What is asked:
(A) In the Tea Party primaries text, which House Republican lost to a Tea Party challenger?
(B) Do these statements agree with the Tea Party primaries text? (i) Tea Party candidates lost a Senate primary in Oregon. (ii) Lindsey Graham lost his primary on the same night Cantor lost. (iii) The U.S. News & World Report piece appeared on May 20.
(C) Pick up the Tea Party primaries text after its last sentence and keep writing.

Text:

Before a no-name Tea Party challenger shocked Washington by defeating the second-ranking House Republican, Eric Cantor, the conventional wisdom was that the Tea Party's bid to take over the Republican Party is floundering. The current Senate primary season offers plenty of evidence to support that view. With a small number of exceptions, Republican incumbents and establishment primary candidates have bested their Tea Party challengers.

Over the past six weeks, Tea Party candidates came up short in Senate primaries in North Carolina, Kentucky, Georgia and Oregon. Tea Party candidates scored wins in Texas in May, and a Tea Party candidate may well triumph in a June runoff for the Mississippi Senate primary. But its list of victories is much shorter than the GOP establishment's; after all, Cantor lost to a Tea Party challenger the same night establishment Senator Lindsey Graham, R-South Carolina, sailed past six challengers to win his primary.

The press declared the Tea Party got its comeuppance. "GOP Establishment Strikes Back,"U.S. News & World Report announced on May 20 after a string of Tea Party defeats. "It appears they've finally quelled the intra-party insurgency."

Named object pointing items
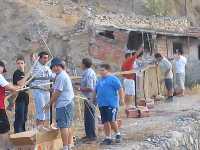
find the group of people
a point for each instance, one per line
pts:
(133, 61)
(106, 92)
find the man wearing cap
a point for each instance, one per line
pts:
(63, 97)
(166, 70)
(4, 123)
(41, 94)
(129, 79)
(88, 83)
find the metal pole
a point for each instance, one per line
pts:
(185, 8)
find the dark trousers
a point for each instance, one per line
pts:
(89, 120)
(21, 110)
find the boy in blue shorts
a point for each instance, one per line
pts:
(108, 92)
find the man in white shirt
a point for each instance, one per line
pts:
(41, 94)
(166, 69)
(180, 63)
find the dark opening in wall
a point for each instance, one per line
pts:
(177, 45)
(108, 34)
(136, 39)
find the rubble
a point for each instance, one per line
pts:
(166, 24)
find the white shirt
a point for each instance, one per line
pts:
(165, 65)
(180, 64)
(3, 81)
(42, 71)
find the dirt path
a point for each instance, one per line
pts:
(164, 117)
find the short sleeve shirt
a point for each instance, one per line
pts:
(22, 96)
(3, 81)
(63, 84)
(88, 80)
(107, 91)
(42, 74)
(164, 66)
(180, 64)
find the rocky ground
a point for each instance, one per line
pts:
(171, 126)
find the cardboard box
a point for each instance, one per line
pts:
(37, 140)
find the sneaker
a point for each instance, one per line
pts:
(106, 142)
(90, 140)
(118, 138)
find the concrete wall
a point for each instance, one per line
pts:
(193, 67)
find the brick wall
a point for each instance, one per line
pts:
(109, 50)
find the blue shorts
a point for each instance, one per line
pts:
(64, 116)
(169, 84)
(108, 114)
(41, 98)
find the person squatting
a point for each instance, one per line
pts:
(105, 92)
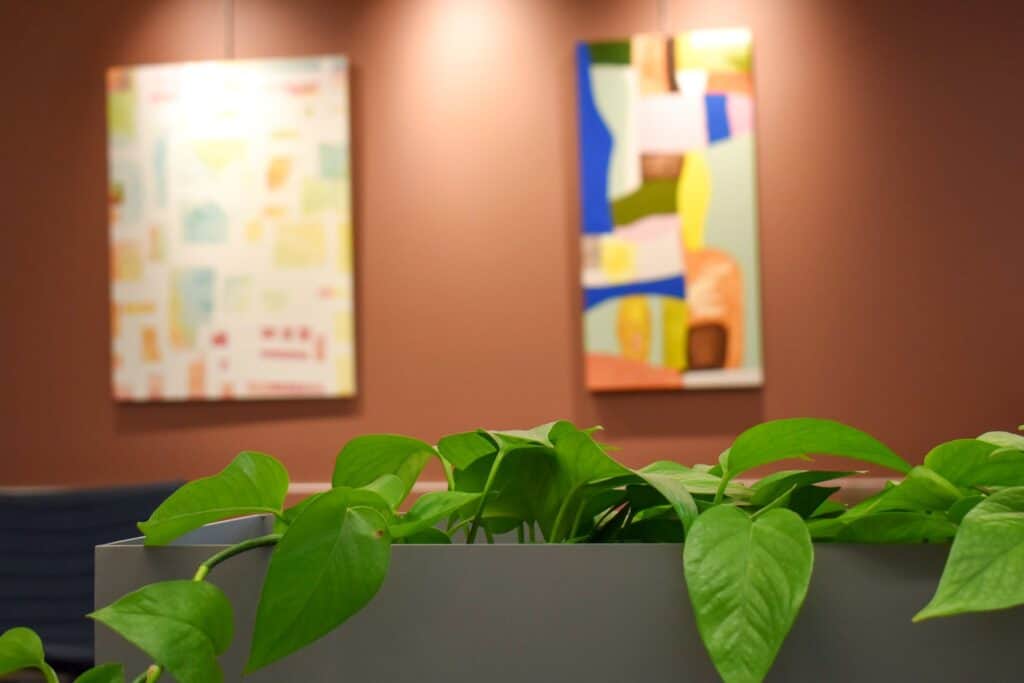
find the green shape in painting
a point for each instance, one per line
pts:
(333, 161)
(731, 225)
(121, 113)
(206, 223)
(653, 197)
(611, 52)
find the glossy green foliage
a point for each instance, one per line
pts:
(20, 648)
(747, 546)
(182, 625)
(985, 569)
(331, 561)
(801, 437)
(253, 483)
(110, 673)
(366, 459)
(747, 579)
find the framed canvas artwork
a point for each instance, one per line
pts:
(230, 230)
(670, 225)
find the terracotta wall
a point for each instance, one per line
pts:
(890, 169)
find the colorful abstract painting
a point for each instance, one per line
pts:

Response list:
(A) Eric Cantor, the second-ranking House Republican.

(B)
(i) Yes: "Tea Party candidates came up short in Senate primaries in North Carolina, Kentucky, Georgia and Oregon."
(ii) No: "establishment Senator Lindsey Graham, R-South Carolina, sailed past six challengers to win his primary."
(iii) Yes: "U.S. News & World Report announced on May 20 after a string of Tea Party defeats."

(C)
"Payback time: GOP incumbents learn how to win," echoed Politico.

Not so fast. The victories for old-school Republicans are only half the story. The Tea Party may not be racking up many primary wins this year, but primary wins may no longer be the best metric of success.

"The goal of the Tea Party is not to elect Tea Party candidates but to change America, to affect public policy," Richard Viguerie, the conservative activist who pioneered political direct mail and the chairman of ConservativeHQ.com, tells Newsweek. "If all Tea Party candidates lose but the country turns to the vision of our founders—to constitutional government—then we've won."

And that is exactly what he sees happening. "The Republican Party is moving to the right," he says. "Comprehensive immigration reform is not on the horizon. The list goes on and on and on of the issues that the Tea Party is influencing the Congress on." Establishment candidates, meanwhile, are now "running on Tea Party–type issues."

Viguerie has a point. Take Senate Minority Leader Mitch McConnell, R-Kentucky, who handily defeated Tea Party challenger Matt Bevin last month. McConnell, an archetypal establishment figure who has spent the past three decades in Washington, won after positioning himself as an ultra-conservative—though spending a whopping $12 million on the race also helped.

Bevin tirelessly accused McConnell of being "liberal," but when Louisville's Courier-Journal sent an issues survey to the candidates, McConnell and Bevin agreed on virtually every issue. Bevin's message that his opponent was not in line with Tea Party demands fell flat.

"[McConnell] is changing his positions based on the arrival of the Tea Party," Viguerie says. "It's certain the Republican Party is going to be a more conservative party in 2015 than it was at the beginning of 2010 with the arrival of the Tea Party."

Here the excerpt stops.